(begin)

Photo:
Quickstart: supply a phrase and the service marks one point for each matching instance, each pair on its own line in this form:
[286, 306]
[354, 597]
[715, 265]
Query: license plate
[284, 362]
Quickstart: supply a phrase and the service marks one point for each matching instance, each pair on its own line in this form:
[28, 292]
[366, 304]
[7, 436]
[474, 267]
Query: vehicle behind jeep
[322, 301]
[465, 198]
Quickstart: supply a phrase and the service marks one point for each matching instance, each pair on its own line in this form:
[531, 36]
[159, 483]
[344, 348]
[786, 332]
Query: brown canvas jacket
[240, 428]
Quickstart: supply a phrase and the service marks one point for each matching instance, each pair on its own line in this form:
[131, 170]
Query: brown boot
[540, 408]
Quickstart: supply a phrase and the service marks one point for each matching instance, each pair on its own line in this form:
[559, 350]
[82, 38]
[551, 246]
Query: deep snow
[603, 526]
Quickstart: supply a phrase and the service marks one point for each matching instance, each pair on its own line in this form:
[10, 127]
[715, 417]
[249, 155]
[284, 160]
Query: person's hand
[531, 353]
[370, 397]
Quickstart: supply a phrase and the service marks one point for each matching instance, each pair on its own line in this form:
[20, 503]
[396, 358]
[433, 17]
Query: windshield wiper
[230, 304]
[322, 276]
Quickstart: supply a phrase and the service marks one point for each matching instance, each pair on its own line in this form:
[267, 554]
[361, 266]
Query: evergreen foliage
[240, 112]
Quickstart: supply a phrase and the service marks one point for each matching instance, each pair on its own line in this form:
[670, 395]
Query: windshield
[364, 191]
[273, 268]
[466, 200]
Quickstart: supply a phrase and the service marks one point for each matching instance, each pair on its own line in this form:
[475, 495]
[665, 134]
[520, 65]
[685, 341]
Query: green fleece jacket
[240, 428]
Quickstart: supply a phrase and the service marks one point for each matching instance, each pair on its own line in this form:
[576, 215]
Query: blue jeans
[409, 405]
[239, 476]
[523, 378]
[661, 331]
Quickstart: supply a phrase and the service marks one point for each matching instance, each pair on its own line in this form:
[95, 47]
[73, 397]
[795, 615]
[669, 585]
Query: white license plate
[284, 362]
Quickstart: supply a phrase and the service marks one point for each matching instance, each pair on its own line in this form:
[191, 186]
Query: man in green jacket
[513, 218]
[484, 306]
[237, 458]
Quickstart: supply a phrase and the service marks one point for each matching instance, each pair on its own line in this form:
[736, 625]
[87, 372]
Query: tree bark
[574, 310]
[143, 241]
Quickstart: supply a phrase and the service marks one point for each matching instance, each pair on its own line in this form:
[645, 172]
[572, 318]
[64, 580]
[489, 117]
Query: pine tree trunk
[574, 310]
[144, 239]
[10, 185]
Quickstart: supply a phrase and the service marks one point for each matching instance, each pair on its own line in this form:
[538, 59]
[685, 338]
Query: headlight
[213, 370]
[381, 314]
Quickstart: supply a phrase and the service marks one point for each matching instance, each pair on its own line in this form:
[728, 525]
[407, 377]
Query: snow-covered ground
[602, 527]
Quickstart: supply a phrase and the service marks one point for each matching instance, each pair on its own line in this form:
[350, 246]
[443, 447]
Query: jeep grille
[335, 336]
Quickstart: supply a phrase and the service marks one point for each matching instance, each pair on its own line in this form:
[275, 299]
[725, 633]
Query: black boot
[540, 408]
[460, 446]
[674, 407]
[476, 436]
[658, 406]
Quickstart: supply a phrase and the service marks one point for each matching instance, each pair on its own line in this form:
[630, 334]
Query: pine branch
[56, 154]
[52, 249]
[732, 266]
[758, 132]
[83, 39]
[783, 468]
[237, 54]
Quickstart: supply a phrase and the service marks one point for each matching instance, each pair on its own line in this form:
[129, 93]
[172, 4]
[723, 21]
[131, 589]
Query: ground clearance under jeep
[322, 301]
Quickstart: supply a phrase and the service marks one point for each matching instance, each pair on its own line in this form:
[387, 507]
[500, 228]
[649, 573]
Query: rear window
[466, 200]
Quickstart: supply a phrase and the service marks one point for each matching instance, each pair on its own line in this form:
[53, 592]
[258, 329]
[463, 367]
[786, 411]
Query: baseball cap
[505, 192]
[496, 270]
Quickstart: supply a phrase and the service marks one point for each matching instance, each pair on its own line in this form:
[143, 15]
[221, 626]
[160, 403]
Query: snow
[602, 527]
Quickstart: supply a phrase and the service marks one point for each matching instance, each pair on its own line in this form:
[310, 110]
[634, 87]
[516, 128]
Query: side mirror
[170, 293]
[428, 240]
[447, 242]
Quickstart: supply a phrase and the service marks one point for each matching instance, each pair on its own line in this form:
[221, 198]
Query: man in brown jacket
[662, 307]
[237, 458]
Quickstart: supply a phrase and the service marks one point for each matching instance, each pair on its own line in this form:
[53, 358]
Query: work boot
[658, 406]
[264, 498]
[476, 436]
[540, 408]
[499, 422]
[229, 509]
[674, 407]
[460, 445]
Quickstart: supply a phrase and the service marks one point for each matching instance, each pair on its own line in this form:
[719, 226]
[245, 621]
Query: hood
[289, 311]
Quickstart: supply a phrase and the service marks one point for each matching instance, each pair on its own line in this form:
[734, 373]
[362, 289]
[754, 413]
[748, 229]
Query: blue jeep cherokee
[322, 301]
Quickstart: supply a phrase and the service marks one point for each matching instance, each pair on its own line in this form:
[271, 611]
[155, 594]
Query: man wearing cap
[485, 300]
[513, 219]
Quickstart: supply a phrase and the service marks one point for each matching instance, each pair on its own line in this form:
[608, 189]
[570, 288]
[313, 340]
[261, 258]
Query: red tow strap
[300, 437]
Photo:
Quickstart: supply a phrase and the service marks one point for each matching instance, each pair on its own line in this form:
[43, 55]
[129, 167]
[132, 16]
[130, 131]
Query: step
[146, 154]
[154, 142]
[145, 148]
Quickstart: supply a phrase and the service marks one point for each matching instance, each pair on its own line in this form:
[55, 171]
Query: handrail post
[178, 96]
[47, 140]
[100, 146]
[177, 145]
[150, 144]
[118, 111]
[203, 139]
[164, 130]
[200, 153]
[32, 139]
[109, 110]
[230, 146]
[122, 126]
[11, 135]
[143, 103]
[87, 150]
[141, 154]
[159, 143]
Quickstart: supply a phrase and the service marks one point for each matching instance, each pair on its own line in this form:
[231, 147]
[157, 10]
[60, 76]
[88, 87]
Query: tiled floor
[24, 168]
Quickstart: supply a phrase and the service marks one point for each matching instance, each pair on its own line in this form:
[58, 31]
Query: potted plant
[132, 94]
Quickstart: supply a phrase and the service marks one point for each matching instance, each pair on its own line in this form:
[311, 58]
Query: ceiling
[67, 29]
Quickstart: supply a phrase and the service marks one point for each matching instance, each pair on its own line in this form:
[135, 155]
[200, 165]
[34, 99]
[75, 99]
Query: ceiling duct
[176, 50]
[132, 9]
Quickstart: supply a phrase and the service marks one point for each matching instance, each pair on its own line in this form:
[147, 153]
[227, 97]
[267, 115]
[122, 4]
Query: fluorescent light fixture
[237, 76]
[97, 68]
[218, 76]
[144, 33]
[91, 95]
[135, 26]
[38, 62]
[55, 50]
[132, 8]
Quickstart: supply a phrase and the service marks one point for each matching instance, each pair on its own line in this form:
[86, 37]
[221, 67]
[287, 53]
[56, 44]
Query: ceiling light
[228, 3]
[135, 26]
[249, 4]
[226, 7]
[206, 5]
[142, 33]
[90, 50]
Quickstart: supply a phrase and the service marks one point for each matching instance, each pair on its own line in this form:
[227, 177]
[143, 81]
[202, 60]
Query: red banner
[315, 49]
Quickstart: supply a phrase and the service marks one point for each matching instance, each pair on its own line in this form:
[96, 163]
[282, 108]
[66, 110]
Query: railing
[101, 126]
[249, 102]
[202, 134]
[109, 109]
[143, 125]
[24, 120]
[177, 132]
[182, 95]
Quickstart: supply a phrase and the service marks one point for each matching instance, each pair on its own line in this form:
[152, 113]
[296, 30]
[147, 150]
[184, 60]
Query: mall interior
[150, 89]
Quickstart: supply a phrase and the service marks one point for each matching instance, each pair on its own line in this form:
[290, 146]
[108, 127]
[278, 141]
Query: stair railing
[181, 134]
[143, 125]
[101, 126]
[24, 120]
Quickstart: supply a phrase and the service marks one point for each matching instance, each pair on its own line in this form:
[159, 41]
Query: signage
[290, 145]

(end)

*SET EXERCISE:* Count how many lines in the rows above contain the string "license". Reply with the number alone.

*RESULT:* 2